- _WRITTEN INSTRUCTION A_:
Summarize the car ferry thread in two sentences.
- _WRITTEN INSTRUCTION B_:
Reproduce the part of the car ferry thread starting at "What is the" and ending at "something like that?".

- _SUPPLIED PASSAGE_:
# Car Ferry to UK



## Mattskii

What is the cheapest way to get back to the UK in a vehicle? Is it best to go from Lisbon or Porto (Or wherever they go from) Or cheaper to drive up to Santander or something like that?


----------



## Maggy Crawford

We have found that Santander is best to Portsmouth in our case. It is an easy 7 hour drive with 26 hours on board in very comfortable cabins. Not the cheapest but if you go from France, by the time you have factored in tolls, extra fuel and possibly an overnight stay, there is not much in it. I don't know of any ferries from Portugal.


----------



## JohnBoy

As Maggy says Matt, there are no ferries from PT.

In the past I've always taken the Calais / Dover route as it suited my needs. With all the problems in Calais and now Dunkirk with the immigrants, if I were travelling now it would be Santander for sure.

- _DATA_:
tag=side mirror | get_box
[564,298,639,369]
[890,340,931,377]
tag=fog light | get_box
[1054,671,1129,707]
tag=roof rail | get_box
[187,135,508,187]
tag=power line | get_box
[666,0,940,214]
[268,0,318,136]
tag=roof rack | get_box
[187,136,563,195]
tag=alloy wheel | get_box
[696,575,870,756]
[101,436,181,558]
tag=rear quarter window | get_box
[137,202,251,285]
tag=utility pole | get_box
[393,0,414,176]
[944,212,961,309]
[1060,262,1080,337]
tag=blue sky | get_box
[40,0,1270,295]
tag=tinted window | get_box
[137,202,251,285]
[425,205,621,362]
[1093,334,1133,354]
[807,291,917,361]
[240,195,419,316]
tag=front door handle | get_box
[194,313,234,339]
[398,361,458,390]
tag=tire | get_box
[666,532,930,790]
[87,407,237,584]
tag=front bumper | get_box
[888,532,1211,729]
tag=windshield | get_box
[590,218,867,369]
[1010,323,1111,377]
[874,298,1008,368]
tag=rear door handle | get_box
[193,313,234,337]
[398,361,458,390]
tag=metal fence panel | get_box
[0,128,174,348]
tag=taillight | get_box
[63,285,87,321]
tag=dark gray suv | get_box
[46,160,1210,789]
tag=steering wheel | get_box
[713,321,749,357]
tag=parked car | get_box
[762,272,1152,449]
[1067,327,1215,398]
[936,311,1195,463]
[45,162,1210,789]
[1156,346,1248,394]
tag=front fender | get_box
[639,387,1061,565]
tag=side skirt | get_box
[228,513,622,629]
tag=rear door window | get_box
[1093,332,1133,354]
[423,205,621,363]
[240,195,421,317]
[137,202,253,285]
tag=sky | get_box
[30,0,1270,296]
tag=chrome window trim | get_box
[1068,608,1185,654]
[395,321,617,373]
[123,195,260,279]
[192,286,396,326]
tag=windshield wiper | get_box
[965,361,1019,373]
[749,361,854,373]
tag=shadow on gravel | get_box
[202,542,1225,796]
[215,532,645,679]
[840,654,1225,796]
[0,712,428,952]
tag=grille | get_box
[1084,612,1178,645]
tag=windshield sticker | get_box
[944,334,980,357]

- _CORRECT ANSWER A_:
A forum user asks for the cheapest way to return to the UK in a vehicle, wondering whether to leave from Lisbon or Porto or to drive to Santander instead. Replies state that there are no ferries from Portugal and favor the Santander to Portsmouth crossing: one poster says it is not the cheapest but costs little more once tolls, extra fuel and a possible overnight stay are counted for a route from France, and another, who formerly used Calais/Dover, would now choose Santander because of the problems with immigrants at Calais and Dunkirk.

- _CORRECT ANSWER B_:
What is the cheapest way to get back to the UK in a vehicle? Is it best to go from Lisbon or Porto (Or wherever they go from) Or cheaper to drive up to Santander or something like that?